-------- Dataset --------

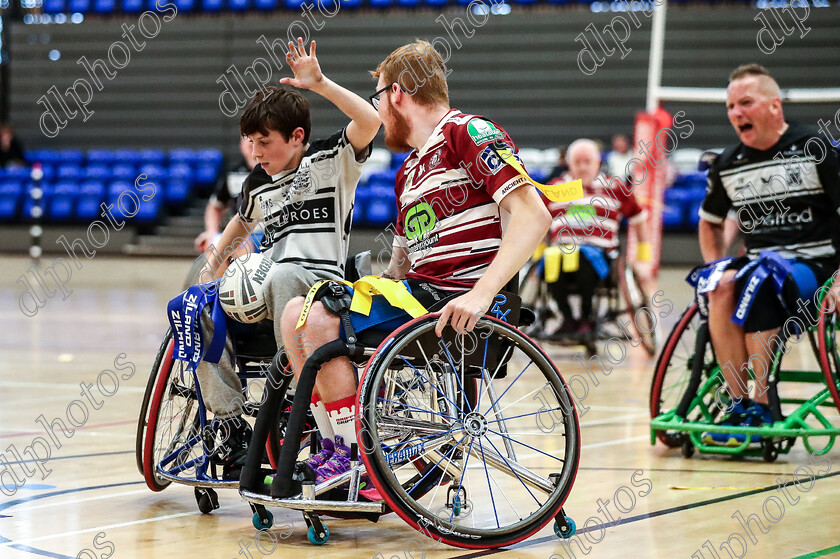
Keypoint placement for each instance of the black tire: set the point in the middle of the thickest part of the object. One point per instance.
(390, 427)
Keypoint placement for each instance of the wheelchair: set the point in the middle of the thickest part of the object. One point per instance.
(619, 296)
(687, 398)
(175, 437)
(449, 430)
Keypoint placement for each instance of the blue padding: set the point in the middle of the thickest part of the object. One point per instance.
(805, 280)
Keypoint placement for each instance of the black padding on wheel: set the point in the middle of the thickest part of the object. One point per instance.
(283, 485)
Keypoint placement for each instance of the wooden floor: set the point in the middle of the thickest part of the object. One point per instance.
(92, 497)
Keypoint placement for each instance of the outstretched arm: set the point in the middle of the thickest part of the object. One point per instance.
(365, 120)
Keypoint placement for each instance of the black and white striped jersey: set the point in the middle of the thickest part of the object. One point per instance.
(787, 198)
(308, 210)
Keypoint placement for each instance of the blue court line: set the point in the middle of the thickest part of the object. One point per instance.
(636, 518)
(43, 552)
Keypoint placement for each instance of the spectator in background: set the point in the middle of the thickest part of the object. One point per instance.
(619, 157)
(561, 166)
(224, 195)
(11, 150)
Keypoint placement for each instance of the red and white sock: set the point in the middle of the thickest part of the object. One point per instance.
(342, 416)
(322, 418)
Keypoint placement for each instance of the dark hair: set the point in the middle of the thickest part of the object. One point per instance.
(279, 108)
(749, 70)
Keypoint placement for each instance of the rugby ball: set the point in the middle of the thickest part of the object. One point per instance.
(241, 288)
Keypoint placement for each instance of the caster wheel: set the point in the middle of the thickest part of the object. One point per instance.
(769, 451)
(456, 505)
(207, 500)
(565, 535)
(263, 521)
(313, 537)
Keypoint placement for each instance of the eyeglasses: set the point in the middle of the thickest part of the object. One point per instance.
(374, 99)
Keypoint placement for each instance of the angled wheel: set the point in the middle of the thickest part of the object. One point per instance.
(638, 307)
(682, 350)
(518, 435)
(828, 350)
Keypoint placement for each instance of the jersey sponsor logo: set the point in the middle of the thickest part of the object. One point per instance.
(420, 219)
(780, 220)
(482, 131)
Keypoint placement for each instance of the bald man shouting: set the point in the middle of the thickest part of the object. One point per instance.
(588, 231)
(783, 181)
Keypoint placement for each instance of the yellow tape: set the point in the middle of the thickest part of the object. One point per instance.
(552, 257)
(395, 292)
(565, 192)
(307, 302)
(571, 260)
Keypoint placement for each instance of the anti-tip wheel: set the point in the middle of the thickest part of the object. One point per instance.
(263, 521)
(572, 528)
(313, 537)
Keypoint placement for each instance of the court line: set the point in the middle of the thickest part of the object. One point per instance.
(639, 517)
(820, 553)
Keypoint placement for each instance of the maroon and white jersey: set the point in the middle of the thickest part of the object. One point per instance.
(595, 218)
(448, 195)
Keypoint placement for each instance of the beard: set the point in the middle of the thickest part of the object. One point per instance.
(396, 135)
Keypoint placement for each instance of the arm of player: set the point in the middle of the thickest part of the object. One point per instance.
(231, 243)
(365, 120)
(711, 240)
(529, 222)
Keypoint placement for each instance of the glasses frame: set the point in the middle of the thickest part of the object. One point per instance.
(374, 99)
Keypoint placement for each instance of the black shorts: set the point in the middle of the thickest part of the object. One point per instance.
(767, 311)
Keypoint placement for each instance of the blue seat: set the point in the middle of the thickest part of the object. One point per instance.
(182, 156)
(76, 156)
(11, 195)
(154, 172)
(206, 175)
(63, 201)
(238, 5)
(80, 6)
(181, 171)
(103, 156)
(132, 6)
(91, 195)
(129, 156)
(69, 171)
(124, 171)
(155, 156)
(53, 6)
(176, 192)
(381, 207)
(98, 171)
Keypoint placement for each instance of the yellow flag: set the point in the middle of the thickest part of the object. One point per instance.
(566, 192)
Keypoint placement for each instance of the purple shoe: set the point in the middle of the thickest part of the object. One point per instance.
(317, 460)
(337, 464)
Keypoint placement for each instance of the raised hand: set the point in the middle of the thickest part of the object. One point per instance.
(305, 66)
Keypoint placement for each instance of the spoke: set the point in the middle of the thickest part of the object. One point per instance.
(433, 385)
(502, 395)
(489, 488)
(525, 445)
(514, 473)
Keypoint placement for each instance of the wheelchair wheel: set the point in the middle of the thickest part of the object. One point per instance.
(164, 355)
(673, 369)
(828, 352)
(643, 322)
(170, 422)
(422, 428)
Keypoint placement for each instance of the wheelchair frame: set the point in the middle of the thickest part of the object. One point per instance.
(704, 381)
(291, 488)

--------

→ Set problem
Without the pictures, restate all of the entries above verbatim.

→ Solution to the problem
Keypoint placement for each instance of the black tire: set the point in the middle of the thickest part of the object. One point per instance.
(390, 427)
Keypoint placement for each instance of the wheelchair: set the point in the middle of the thickest part of the object. One point per instance.
(619, 296)
(687, 398)
(175, 437)
(449, 430)
Keypoint placement for each instance of the blue padding: set the point in the middle of the thickest part of the object. One point per instance.
(805, 280)
Keypoint placement for each instance of the black padding on wheel: set the point in the middle of the thickest part of the object. One point per instance.
(283, 485)
Keypoint placement for each instance of the wooden floor: set the point in the middle of the thickest part of the object. One point per instance.
(92, 497)
Keypoint placement for each instance of the outstretched arm: set the point in the middle of the thickest part of the object. One point per instance.
(365, 120)
Keypoint placement for each instance of the black and white striped jersey: set the point in the middle of the thickest part of the object. One point per instance.
(787, 198)
(308, 210)
Keypoint placement for each instance of the blue court line: set the point in the middle of the thickest part of the object. One point per instance.
(636, 518)
(43, 552)
Keypoint placement for each instance of the spectator in background: set the point in the middle of the thickest part of the object. One point per instance.
(619, 157)
(561, 166)
(224, 195)
(11, 150)
Keypoint placement for each instance of the red and white sock: set the point in the middle of the thickest part of the object. One point per instance.
(342, 416)
(322, 418)
Keypoint placement for each instance of the dark hair: set the point in the middle of the thickest part of the object. One point per instance.
(279, 108)
(749, 70)
Keypoint placement for each instance of the rugby ball: set the point in the middle of the thickest part of the object. One point per instance.
(241, 288)
Keypoint placement for each instance of the caster wheel: set the point in the middle of the thickest part of the object. One point per instance.
(769, 451)
(456, 505)
(207, 500)
(565, 535)
(263, 521)
(313, 537)
Keypoint placement for each instance of the eyeglasses: set the point in the middle of the thickest part of the object. One point per instance.
(374, 99)
Keypoint placement for each instance of the angled wheel: set the point in the middle of the thickest part of the object. One point per instance.
(638, 307)
(682, 350)
(518, 435)
(828, 350)
Keypoint placement for each instance of the jersey sponsor logo: set the point in the middle of the thickest part of the object. One point per instance.
(420, 219)
(780, 220)
(482, 131)
Keypoint placement for each instance of the bald man shouting: set the point in the middle of the thickest part of the object. One point per instance.
(588, 231)
(783, 181)
Keypoint placement for each instance of the yellow tape: set the point in the middle of the thickest part of the object. One point per instance.
(552, 257)
(395, 292)
(565, 192)
(307, 302)
(571, 260)
Keypoint placement for each instance of the anti-tip wheel: set the point in the middle of the thickest part of the object. One point per instance.
(263, 521)
(572, 528)
(313, 537)
Keypoint placement for each instance of the court line: set the point in the middle of the thickest part of the object. One point per instance.
(639, 517)
(820, 553)
Keypoint placement for each instance of the maroon and white jersey: set the point in the middle of the thickest part of the object. One point per instance.
(595, 218)
(448, 195)
Keypoint placement for each instance of the beard: set the point in the middle of the thickest part of the object. One point per instance.
(396, 135)
Keypoint placement for each instance of the arm of player: set the point in the middle of the thickest part of the object. One point per instance.
(231, 243)
(365, 120)
(711, 240)
(529, 222)
Keypoint placement for each instance of the glasses frame: set the point in the middle of the thickest part of the object. One point per instance.
(374, 99)
Keypoint placement for each instance of the black shorts: set the point in the middle of the thickest part of the object. One point per instance.
(767, 311)
Keypoint placement for each instance of the blue seat: set the point in the middle of the thickest part of the object. One point per instance.
(182, 156)
(76, 156)
(11, 195)
(154, 172)
(206, 175)
(63, 201)
(238, 5)
(80, 6)
(181, 171)
(103, 156)
(132, 6)
(91, 195)
(129, 156)
(69, 171)
(124, 171)
(155, 156)
(53, 6)
(176, 192)
(381, 207)
(98, 171)
Keypoint placement for each instance of the yellow flag: set the point in the middle of the thickest part of the object. One point per instance.
(566, 192)
Keypoint placement for each instance of the purple shoe: set the point in the middle of the thickest part of the object. One point per instance.
(317, 460)
(337, 464)
Keypoint placement for each instance of the raised hand: set the point in the middle of the thickest part of the object. One point per instance.
(305, 66)
Keypoint placement for each instance of the spoke: set the point in the middle of the thickest part of the object. One point per instance.
(433, 385)
(502, 395)
(489, 488)
(525, 445)
(514, 473)
Keypoint placement for each instance of the wheelchair wheel: set the point in the middle of the thickest part of the object. One point per instance.
(164, 355)
(673, 369)
(828, 352)
(643, 322)
(170, 422)
(422, 428)
Keypoint placement for each instance of the wheelchair frame: set the point in the middle of the thickest part of the object. One point per instance.
(704, 381)
(291, 488)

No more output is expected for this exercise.